## DOCUMENT PASSAGE

Millet Exhibition Reveals Hidden Sexuality and Revolutionary Themes in Rural French Art

Sayart / Aug 5, 2025

A new exhibition at London's National Gallery is offering visitors an intimate look at the complex world of Jean-François Millet, the French painter who elevated rural peasant life to high art while infusing it with unexpected sexuality and revolutionary symbolism. The show, titled "Millet: Life on the Land," runs from August 7 through October 19 and features several masterworks on loan from Paris's Musée d'Orsay.

The centerpiece of the exhibition is Millet's iconic 1859 painting "The Angelus," which has traveled from France to the UK for this rare showing. Upon close examination, the two figures in this famous work appear surprisingly mysterious and provocative. Their faces remain obscured, while their bodies create intrigue beneath loose-fitting work clothes. The relationship between the man and woman is deliberately ambiguous - they could be a married couple or, as the painting's unlikely admirer Salvador Dalí suggested, mother and son.

The young man stands with his top shirt button undone, though his legs appear stiff as a doll's inside thick, roughly-cut trousers. The woman, shown in profile with a breeze pressing her heavy skirt against her legs as she clasps her hands in prayer, is harder to age. The sexual undertones become more apparent when considering the prominent placement of a thick wooden potato fork with phallic prongs and suggestive wheelbarrow shafts. These details contribute to the sense that now that the working day has ended and prayers are being said, the couple can finally retire to bed together.

Millet's decision to make "The Angelus" more erotic than religious reflects his passionate commitment to portraying the French peasantry as fully human. Throughout his career, Millet dedicated himself to depicting the rural poor - a social class that had been denied recognition of their complete humanity. While he shows their lives of backbreaking labor, he wants viewers to understand that behind every farm tool stands a human being with thoughts, physical needs, and desires.

Unlike many landscape artists who struggle with human figures - including notable painters like Constable and Turner - Millet excels at placing the human body at the center of dramatic, existential moments filled with physical exertion. Work that in reality must have been repetitive and mind-numbing becomes transformed into scenes of heroic drama under his brush.

His painting "The Winnower" shows a man throwing grain into the air, creating a golden mist as he separates wheat from chaff. Created during the revolutionary year of 1848, when liberal and socialist uprisings were reshaping Europe, the winnower notably wears a reddish-pink bandana, white shirt, and blue handkerchief - the exact colors of the tricolour flag created during the first French Revolution. This color choice reveals Millet's revolutionary sympathies.

Millet's political consciousness appears throughout his work, with his subjects having plenty of reasons for rebellion. "The Sower" depicts a man planting seeds in what appears to be a deep pit or gully, as if he has descended into hell itself. The barren-looking ground seems incapable of supporting life, yet the sower continues his work regardless. The symbolism proves impossible to ignore, especially with two cows positioned prominently against the stormy sky above, their rear ends visible. The sower's actions could represent those of a political activist planting seeds of change, or they might symbolize artistic creativity itself - perhaps Millet creating beauty from the harsh realities of rural labor.

## SUPPLIED INFORMATION
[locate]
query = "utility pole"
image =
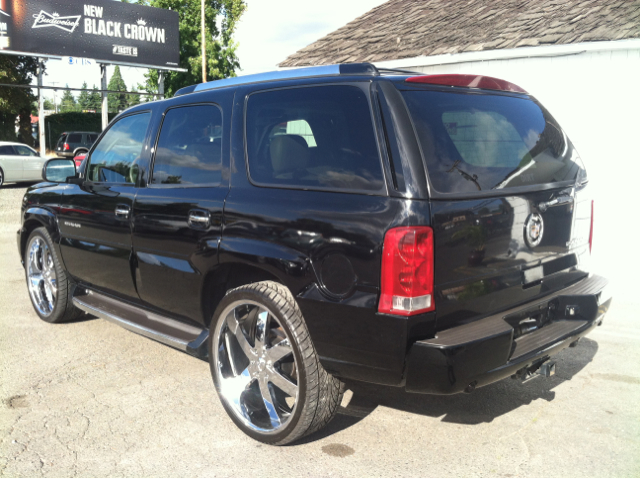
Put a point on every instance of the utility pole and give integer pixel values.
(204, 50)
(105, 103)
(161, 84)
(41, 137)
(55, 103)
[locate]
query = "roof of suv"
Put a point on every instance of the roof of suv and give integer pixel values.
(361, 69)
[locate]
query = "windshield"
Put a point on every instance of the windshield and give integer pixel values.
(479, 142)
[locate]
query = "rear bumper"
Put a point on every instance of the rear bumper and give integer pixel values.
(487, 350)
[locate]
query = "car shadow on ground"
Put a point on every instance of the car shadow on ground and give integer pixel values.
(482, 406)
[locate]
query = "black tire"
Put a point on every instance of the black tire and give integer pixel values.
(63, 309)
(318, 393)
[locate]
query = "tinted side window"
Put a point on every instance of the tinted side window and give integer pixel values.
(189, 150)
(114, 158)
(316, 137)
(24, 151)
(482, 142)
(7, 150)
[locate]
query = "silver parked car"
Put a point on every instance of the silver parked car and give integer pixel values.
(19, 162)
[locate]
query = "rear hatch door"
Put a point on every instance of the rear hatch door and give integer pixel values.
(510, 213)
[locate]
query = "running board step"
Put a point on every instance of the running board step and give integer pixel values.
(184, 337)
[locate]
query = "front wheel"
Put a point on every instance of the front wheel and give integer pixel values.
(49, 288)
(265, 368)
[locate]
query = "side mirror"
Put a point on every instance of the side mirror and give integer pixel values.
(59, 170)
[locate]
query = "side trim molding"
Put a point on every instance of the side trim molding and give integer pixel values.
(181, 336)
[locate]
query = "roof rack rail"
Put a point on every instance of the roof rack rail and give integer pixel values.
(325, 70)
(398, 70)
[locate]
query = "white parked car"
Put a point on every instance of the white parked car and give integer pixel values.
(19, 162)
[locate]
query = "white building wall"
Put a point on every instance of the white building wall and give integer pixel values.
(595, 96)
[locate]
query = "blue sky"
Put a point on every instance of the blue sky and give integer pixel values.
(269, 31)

---

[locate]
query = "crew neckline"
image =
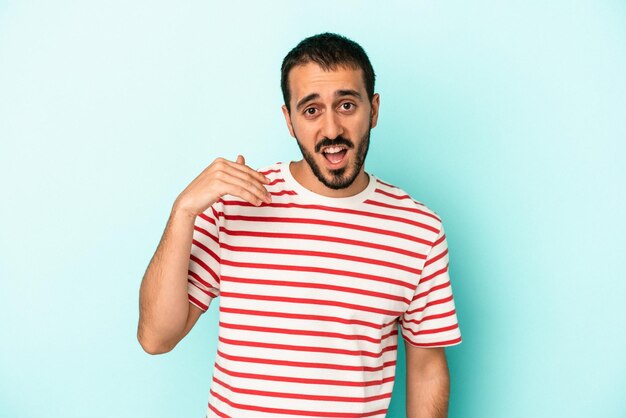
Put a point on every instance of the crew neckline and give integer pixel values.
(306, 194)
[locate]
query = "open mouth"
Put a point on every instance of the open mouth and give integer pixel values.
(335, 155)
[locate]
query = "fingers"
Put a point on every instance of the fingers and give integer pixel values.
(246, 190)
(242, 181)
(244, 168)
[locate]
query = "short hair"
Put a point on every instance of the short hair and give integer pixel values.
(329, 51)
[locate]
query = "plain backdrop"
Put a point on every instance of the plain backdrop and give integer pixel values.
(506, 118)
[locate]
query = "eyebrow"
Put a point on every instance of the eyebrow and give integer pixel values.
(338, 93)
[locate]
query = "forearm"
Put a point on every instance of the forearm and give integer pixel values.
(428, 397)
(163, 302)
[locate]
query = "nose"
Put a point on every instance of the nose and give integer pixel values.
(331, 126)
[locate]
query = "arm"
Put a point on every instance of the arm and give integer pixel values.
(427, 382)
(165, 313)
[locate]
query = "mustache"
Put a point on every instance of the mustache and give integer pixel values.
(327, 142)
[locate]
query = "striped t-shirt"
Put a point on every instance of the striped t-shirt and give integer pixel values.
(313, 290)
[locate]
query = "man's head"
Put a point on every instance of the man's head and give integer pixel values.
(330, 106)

## WRITTEN REQUEST
Continue the article about the Millet exhibition at the National Gallery, which appears before the items, picking up after its last sentence.

## TASK ANSWER
The exhibition traces Millet's personal history through his artwork. Born and raised in Normandy, Millet remained connected to his rural roots throughout his career. His painting "The Well at Gruchy" captures the world of his childhood, showing a woman filling water pots from an ancient stone-roofed well that appears centuries old. Life moves slowly in Gruchy, where history feels like a massive, unchanging presence.

"The Faggot Gatherers," which occupied Millet until 1875, seems designed as a direct response to the Impressionists' focus on modernity and middle-class leisure activities in urban boulevards and cafes. Instead, Millet shows women struggling through dark winter gloom while carrying heavy bundles of sticks, in a scene that could have occurred in the 1370s just as easily as the 1870s.

Millet found an devoted admirer in Vincent van Gogh, who desperately sought spiritual meaning in the modern world and wanted to follow Millet's example as a painter of peasant life. Their deep artistic connection becomes clear in Millet's drawing "A Man Ploughing and Another Sowing," where a worn-down sower stumbles in the foreground while a ploughman hunches behind him, as a flock of black crows rises into the sky - similar to the birds van Gogh would paint over wheatfields near the end of his life.

Despite his brooding compassion for rural workers, Millet's turbulent sexuality permeates his art. The two muscular men in "The Wood Sawyers" appear to be cutting up what resembles a giant phallus, though the sliced tree trunk sections also look like freshly butchered meat - another detail that would have appealed to Salvador Dalí's surrealist sensibilities.

Millet's portraits of shepherdesses and milkmaids contain more conventional sexual undertones. "The Goose Girl at Gruchy" may represent memories of adolescent desires as much as direct observation from life. Van Gogh, writing in a passionate letter, claimed that Millet's female subjects were as sexually charged as those in Émile Zola's novels. This observation highlights how much Millet's fascination with the unspoken passions of country people resembles the rural characters in Thomas Hardy's literature.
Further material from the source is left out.